### Work request
Return all of the data that follows precisely, leaving every image out.

Image-grounded pointing data:

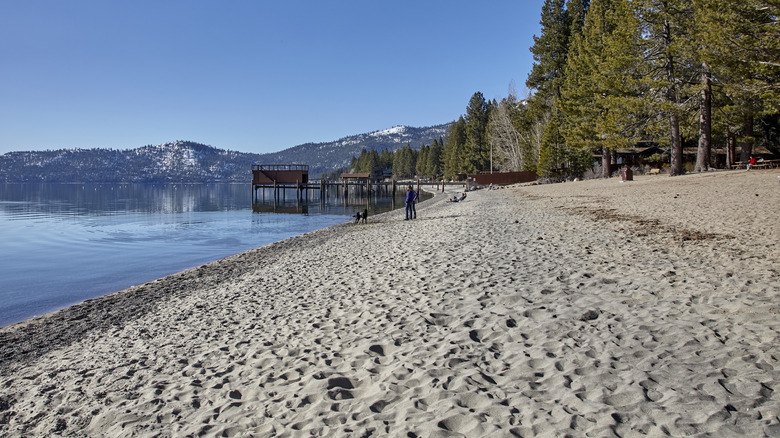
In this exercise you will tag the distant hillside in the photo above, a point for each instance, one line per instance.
(185, 161)
(324, 157)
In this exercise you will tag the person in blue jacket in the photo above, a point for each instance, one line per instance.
(411, 199)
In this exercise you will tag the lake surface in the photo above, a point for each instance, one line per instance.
(61, 244)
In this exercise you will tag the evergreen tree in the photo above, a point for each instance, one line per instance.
(435, 160)
(476, 149)
(600, 95)
(549, 50)
(667, 26)
(422, 161)
(454, 149)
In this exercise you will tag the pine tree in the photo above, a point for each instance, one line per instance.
(550, 49)
(454, 149)
(477, 151)
(740, 42)
(435, 159)
(667, 26)
(422, 161)
(600, 97)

### Response for this exercise
In this exercise you will tag the distant hillside in the photo above, a point for each instance, one line per instance.
(185, 161)
(324, 157)
In this exercise you will tag the person in blue jacket in the photo above, a point for each instance, one line per instance.
(411, 199)
In this exercise you will tag the lake surface in the photo above, a point for each instance, one line per instance.
(61, 244)
In this exercise you will tag the evergreen tree in the photo above, a point for each instance, one line per instance.
(435, 160)
(476, 149)
(600, 95)
(549, 50)
(667, 26)
(422, 161)
(454, 149)
In this exercise you will tag the pine tree in the photo above, a point for each instance, one line per instance.
(550, 49)
(454, 149)
(477, 151)
(740, 42)
(435, 159)
(667, 26)
(422, 161)
(600, 97)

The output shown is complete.